BRIEF. Copy every item below word for word, keeping each line as it appears.

--- BEGIN SOURCE RECORDS ---

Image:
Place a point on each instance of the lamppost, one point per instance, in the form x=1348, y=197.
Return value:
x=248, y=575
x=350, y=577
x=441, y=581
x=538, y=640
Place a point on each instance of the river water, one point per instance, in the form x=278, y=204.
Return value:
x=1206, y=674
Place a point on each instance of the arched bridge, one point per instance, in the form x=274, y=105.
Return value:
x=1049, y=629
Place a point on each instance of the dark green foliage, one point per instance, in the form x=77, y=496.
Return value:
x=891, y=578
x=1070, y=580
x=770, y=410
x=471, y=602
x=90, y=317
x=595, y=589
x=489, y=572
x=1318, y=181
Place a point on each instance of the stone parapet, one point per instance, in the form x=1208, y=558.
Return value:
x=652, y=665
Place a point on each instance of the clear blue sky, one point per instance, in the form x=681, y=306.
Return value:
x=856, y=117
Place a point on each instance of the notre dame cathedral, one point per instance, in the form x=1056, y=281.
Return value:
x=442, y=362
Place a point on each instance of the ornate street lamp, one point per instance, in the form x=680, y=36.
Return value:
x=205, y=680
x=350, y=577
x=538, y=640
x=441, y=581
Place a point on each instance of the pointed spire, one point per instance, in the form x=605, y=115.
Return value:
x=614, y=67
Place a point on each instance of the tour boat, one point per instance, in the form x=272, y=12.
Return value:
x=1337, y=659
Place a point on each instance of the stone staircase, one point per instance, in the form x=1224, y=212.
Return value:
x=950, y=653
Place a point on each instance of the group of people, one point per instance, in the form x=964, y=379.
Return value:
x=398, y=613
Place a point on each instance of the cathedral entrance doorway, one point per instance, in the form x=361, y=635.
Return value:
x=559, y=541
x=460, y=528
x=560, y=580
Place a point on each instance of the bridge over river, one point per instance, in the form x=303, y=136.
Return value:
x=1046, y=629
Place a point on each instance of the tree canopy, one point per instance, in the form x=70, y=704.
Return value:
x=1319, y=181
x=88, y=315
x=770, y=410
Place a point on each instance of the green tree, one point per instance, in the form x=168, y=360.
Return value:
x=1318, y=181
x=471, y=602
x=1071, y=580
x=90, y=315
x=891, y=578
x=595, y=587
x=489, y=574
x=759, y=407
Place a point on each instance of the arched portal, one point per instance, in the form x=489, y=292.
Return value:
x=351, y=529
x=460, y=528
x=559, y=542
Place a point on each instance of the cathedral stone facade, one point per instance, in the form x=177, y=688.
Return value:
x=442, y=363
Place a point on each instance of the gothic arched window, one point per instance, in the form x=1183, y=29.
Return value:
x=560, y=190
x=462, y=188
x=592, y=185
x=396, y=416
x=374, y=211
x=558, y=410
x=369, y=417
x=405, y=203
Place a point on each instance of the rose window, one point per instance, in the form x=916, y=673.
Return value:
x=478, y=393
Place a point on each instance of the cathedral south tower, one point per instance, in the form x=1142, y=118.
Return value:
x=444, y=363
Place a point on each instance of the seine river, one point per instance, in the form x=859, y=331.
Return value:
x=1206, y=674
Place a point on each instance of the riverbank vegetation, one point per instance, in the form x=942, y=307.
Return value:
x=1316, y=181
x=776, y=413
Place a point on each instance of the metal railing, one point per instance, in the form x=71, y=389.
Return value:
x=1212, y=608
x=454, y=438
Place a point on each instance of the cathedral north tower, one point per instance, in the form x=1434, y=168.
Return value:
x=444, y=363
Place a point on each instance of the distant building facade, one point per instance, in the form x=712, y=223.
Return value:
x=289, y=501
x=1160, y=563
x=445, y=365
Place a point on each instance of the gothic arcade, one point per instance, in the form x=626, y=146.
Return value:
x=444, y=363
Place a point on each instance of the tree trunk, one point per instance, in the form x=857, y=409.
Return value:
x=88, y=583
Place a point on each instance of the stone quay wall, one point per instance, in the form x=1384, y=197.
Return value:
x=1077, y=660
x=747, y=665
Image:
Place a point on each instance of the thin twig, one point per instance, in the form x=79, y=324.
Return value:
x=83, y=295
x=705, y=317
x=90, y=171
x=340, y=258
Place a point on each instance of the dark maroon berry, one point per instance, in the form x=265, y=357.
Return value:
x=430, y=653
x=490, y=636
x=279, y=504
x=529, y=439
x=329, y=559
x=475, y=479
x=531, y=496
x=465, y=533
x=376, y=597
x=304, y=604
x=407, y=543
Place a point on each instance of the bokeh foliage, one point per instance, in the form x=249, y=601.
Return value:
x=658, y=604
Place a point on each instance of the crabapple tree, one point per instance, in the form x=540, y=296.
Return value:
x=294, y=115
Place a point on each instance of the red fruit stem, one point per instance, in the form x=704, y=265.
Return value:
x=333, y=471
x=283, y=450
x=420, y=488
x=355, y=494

--- END SOURCE RECORDS ---

FINAL RESULT.
Image:
Place a point on each instance of the lamppost, one point per instance, in the form x=1348, y=197.
Return value:
x=248, y=575
x=350, y=577
x=441, y=581
x=538, y=640
Place a point on each instance of the river water, one point per instance, in the form x=278, y=204.
Return value:
x=1206, y=674
Place a point on each instance of the arched bridge, one point per instance, in the form x=274, y=105.
Return value:
x=1049, y=629
Place a point on each instance of the dark green foliage, one point per instance, in the form x=77, y=496.
Return value:
x=891, y=578
x=1070, y=580
x=770, y=410
x=471, y=602
x=90, y=317
x=595, y=589
x=489, y=572
x=1318, y=181
Place a point on each instance of the stone parapet, one point per instance, in the form x=1208, y=558.
Return value:
x=652, y=665
Place a point on each instance of the clear blue sky, one point per instance, in the form x=681, y=306.
Return value:
x=856, y=117
Place a point on each instance of the notre dame cathedral, one point per instance, in the form x=1056, y=281.
Return value:
x=442, y=362
Place a point on each instance of the ornate street lamp, one point per instance, in the form x=680, y=36.
Return value:
x=205, y=680
x=350, y=577
x=538, y=640
x=441, y=581
Place a point on each instance of the pointed spire, one point per instance, in the form x=605, y=115.
Return value:
x=614, y=67
Place a point on each instance of the tour boat, one point per instance, in the form x=272, y=12.
Return value:
x=1337, y=659
Place a point on each instance of the stone staircase, one point per instance, in the form x=1224, y=212.
Return value:
x=950, y=653
Place a point on each instance of the group of people, one point per instance, in the form x=964, y=379.
Return value:
x=398, y=613
Place a point on each instance of the cathedral entrance doorway, one point per instance, in the form x=361, y=635.
Return value:
x=559, y=541
x=460, y=528
x=560, y=580
Place a point on each instance of the bridge over river, one point per instance, in the form x=303, y=136.
Return value:
x=1046, y=629
Place a point on each instance of the tree canopy, one point per instance, in the form x=70, y=704.
Return value:
x=1319, y=181
x=88, y=315
x=770, y=410
Place a point on each instance of the green tree, one point per instance, in the form x=168, y=360.
Return value:
x=1318, y=181
x=471, y=602
x=1071, y=580
x=90, y=315
x=891, y=578
x=595, y=587
x=489, y=574
x=759, y=407
Place a point on each instance of the arched portal, one point per instance, in the form x=489, y=292.
Return value:
x=351, y=529
x=460, y=528
x=559, y=542
Place a point on each instance of the cathedral stone facade, one point per instance, in the form x=177, y=688.
Return value:
x=442, y=363
Place a point on each instance of the gothic arched window, one point per instance, in the form x=1183, y=29.
Return value:
x=560, y=190
x=462, y=188
x=592, y=185
x=396, y=416
x=374, y=211
x=558, y=410
x=369, y=417
x=405, y=203
Place a point on each instance of the rose window, one point per instance, in the form x=916, y=673.
Return value:
x=478, y=393
Place a point on each instance of the cathedral south tower, one point per instance, in the form x=1142, y=118.
Return value:
x=444, y=363
Place a point on each instance of the seine river, one point per instance, in the form x=859, y=331.
Return value:
x=1206, y=674
Place a point on each instance of the riverbank vegetation, one point per instance, in the form x=942, y=307.
Return value:
x=1316, y=181
x=776, y=413
Place a point on each instance of the metal railing, one point per instance, in the form x=71, y=389.
Return value:
x=1212, y=608
x=454, y=438
Place a point on each instance of the cathedral north tower, one point per instance, in the form x=1434, y=168.
Return value:
x=444, y=363
Place a point on each instance of the distant building facade, one point per instance, in the form x=712, y=223.
Return value:
x=289, y=501
x=1160, y=563
x=445, y=365
Place a point on each instance of the gothic arcade, one point per instance, in the form x=626, y=146.
Return value:
x=444, y=363
Place a point on each instance of the tree trunk, one point per instance, in the form x=857, y=409.
Return value:
x=88, y=583
Place a point on each instance of the stone quay wall, one point per instance, in the form x=1384, y=197.
Return value:
x=1077, y=660
x=747, y=665
Image:
Place a point on each instance of the thin twig, one point per instance, in the form x=79, y=324.
Return value:
x=83, y=295
x=705, y=317
x=90, y=171
x=340, y=258
Place a point on each instance of the dark maroon berry, one point per instance, in the form x=265, y=357.
Return value:
x=430, y=653
x=490, y=636
x=279, y=504
x=529, y=439
x=329, y=559
x=475, y=479
x=531, y=496
x=465, y=533
x=376, y=597
x=304, y=604
x=407, y=543
Place a point on each instance of the bokeh foliage, one point per instance, in the form x=249, y=601.
Return value:
x=658, y=604
Place a point on each instance of the crabapple tree, one point per instance, in the form x=540, y=296.
Return value:
x=294, y=115
Place a point on each instance of the red fruit stem, one point per instance, in the form x=704, y=265.
Return value:
x=333, y=471
x=283, y=450
x=420, y=488
x=355, y=494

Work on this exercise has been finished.